Отрывок →
========

И Сергей Яковлевич все еще здесь не Эфрон, а Андреев, его всё от кого-то скрывают и полтора года он уже не у дел. Деньги получает и Аля хорошо зарабатывает, но «торты, ананасы, от этого не легче», Начинаю понимать, что С. бессилен, совсем, во всем…»

А Сергей Яковлевич, он ведь знает, что арестовывают тех, кто был связан с Испанией и подлинных испанцев, и наших, кого посылали. А он стольких отправил оттуда из Парижа добровольцев!.. И в НКВЛ в том отделе, который ведал разведкой, исчезают те, с кем он был связан по работе. И не ждет ли и он… И не охватывает ли его опять чувство вины перед Мариной Ивановной?! Он так часто писал в письмах оттуда из-за рубежа Лиле, что мучает его то, что из-за него Марина попала в эмиграцию! «Мне горько, что она из-за меня здесь. Ее место, конечно, там. Но беда в том, что у нее появилась с некоторых пор острая жизнебоязнь. И никак ее из этого состояния не вырвать. Во всяком случае, через год-два перевезу ее обратно.» Перевез…





Марина Ивановна, что-то вынимая из чемодана.

«— Разве Вы не видели? Такие чудные рубашки. — Я на Вас смотрел!»

========

Исследуемые данные →
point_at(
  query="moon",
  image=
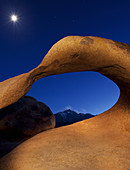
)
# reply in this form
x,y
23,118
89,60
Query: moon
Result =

========

Работа с текстом →
[A] Под какой фамилией Сергей Яковлевич живет здесь, согласно отрывку о Сергее Яковлевиче и Марине Ивановне?
[B] Продолжите отрывок о Сергее Яковлевиче и Марине Ивановне, начав сразу после реплики «Я на Вас смотрел!».

Ответы по заданиям →
[A] Под фамилией Андреев.

[B]
В такой короткой дневниковой записи Марина Ивановна дважды поминает о слезах: «…ручьи пота и слез в посудный таз…»

Но чем дальше — тем слез будет больше… Тот, кто встречался с Мариной Ивановной в 1940–41 годах, должно быть, заметил, что вдруг, казалось бы без всякой причины, из глаз у нее начинали литься слезы. Она писала В. Меркурьевой: «Заливаюсь слезами, как скала водой водопада. И Мур впадает в гнев. Он не понимает, что плачет не женщина, а скала…»

Но плакала женщина… Правда, тогда в Болшево еще не стряслось самого страшного, еще были на свободе Аля и Сергей Яковлевич, но «обертон — унтертон всего — жуть…»

Ну, а внешне жизнь на этой болшевской даче текла, как и на всех других дачах. Стояла жара. Градусник показывал 32 градуса в тени. Для Москвы, Подмосковья жара небывалая, впрочем и прошлое лето было жаркое, а зима была лютая, и будущая зима будет лютой, и будущей зимой будет финская война, и скольких людей покалечат морозы, там на финской земле…

Ну, а пока было лето, невыносимый зной. Сосны не спасали тенью. Ржавая подпалина крон, голые ржавые стволы на ржавой земле, засыпанной сухими иглами. Мальчишки изнывают от жары — Мур и Митя. Пес лежит у терраски, высунув язык, и, прикрыв глаза, дремлет.

И рано поутру Аля успевает вымыть пол на террасе и босая, развешивая выстиранное белье между сосен на веревке, сердито выговаривает Муру, что он опять не мыл ноги, что не может она ему каждый день стелить чистые простыни. Он неженка, лентяй, он может и холодной водой вымыть ноги! А потом торопиться на вокзал к поезду.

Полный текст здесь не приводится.